**PASSAGE FOR REVIEW**.
+ + + + + + +

One of the images for the graphic-novel-turned-film The Watchmen that is opening this month is of a bright yellow smiley face button with a liquid red drop of blood splattered on it. Clearly, someone is not so happy. And at the risk of being too histrionic about it, it strikes me that that image is not wholly inappropriate for the North American International Auto Show that was held in mid-January in a bone-numbingly cold Detroit that was blanketed in far more snow than was necessary or normal. While attending the media preview of the show, I encountered more than one out-of-towner-several of whom were there because they wanted to watch the industry in the same way that some people like to look at car crashes-who muttered something about "global warming," as though the frigid temps proved the point that it is a myth. (A slight digression: Let's say that the climate change is a natural occurrence, something that happens every x-number of years. It just is. Further, let's say that while things like CO2 from smokestacks, tailpipes, and burning dung do have an effect, it is a minimal compared with the natural occurrence. Let's say that you know someone who is fat. Morbidly obese. Would you feed that person a Double Whopper with cheese and large fries every day? It might be convenient (use the drive through) and inexpensive (comparatively speaking) to do so. Far less trying than trying to put together something with fewer calories and the associated cardiological cloggers. But you know that it is undoubtedly worth the extra effort to help your friend out, even if it is a small thing. So isn't reducing carbon emissions worth it, too?)
There are two ways of looking at NAIAS. One is like the smiley face button sans blood. It was, like any show in any industry, a veritable bright, shiny candy store for car and truck lovers. As has been the case for the past few years, the concept cars-the Lincoln Concept C, the Cadillac Converj, the Audi Sportback, etc.-were all pretty much pragmatic: you can imagine that these could be put into production sooner, rather than later. And there was the request array of production metal, with one notable exception, Nissan, and a few smaller companies, like Mitsubishi.
The second way is with the plasma, cells and platelets. While the staged reveals were far less extravagant than in the past, let's face it: Auto shows have long been winding down from when the women in evening dresses rotated on turntables along with the sheet metal. But more to the point, it seemed that many of the executives that I'd had the chance to talk with were all less ebullient about conditions than their PR staffs would have undoubtedly liked them to be. The only exception were the designers, all of whom said, in effect, that they knew what the future holds because they're creating it in their studios, so they feel pretty good about what's going on. Which leads me to believe it is probably better to be in design than any other organizational function for purposes of even-keeled blood pressure if for no other reason.

+ + + + + + +

**RECORD EXCERPTS**.

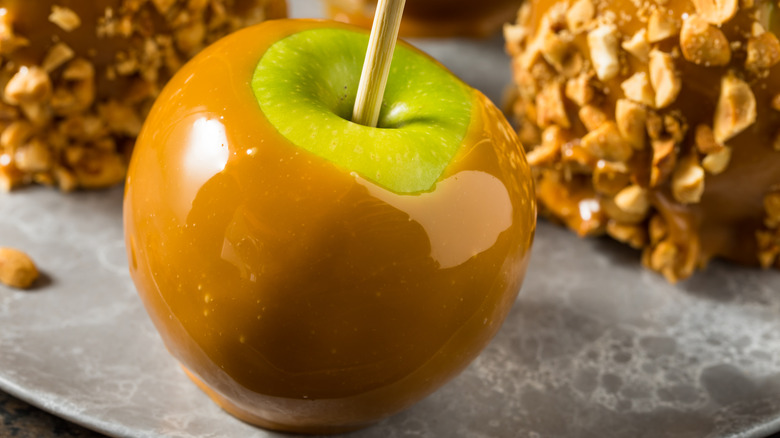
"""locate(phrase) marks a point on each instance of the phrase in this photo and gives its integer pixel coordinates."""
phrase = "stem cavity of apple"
(376, 67)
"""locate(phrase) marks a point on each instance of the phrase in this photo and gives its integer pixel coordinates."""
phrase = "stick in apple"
(376, 67)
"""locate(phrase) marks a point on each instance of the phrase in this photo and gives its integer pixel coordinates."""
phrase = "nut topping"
(28, 85)
(664, 79)
(639, 89)
(606, 143)
(549, 106)
(763, 53)
(603, 44)
(688, 181)
(631, 119)
(661, 26)
(65, 18)
(716, 11)
(703, 43)
(638, 46)
(17, 268)
(633, 199)
(736, 108)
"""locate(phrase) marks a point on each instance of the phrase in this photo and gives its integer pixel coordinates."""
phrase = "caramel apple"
(434, 18)
(77, 78)
(312, 274)
(655, 123)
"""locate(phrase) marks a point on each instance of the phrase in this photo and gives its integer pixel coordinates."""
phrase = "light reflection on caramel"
(462, 216)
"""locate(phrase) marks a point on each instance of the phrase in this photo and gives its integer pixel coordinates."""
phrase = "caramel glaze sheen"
(434, 18)
(724, 222)
(301, 297)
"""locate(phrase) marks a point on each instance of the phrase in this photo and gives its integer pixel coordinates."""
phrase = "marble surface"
(595, 345)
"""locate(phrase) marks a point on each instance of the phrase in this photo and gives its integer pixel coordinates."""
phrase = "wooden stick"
(376, 67)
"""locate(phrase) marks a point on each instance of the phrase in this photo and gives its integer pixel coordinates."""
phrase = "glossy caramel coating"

+ + + + + + +

**ACTIVITIES**.
[a] Decide whether each statement below agrees with the auto show column. Answer yes or no for each, quoting the words of the column that settle it.
(i) The auto show was held in mid-January in Detroit.
(ii) Nissan showed a large array of production vehicles at the show.
(iii) The designers felt less upbeat about conditions than the executives did.
[b] Reproduce word for word the part of the auto show column starting with "The second way" and going on through "no other reason.".
[c] Which concept cars does the auto show column name as examples?

**SOLUTIONS FOR EACH TASK**.
[a]
(i) Yes: "held in mid-January in a bone-numbingly cold Detroit"
(ii) No: "with one notable exception, Nissan"
(iii) No: "so they feel pretty good about what's going on"

[b]
The second way is with the plasma, cells and platelets. While the staged reveals were far less extravagant than in the past, let's face it: Auto shows have long been winding down from when the women in evening dresses rotated on turntables along with the sheet metal. But more to the point, it seemed that many of the executives that I'd had the chance to talk with were all less ebullient about conditions than their PR staffs would have undoubtedly liked them to be. The only exception were the designers, all of whom said, in effect, that they knew what the future holds because they're creating it in their studios, so they feel pretty good about what's going on. Which leads me to believe it is probably better to be in design than any other organizational function for purposes of even-keeled blood pressure if for no other reason.

[c] The Lincoln Concept C, the Cadillac Converj, and the Audi Sportback.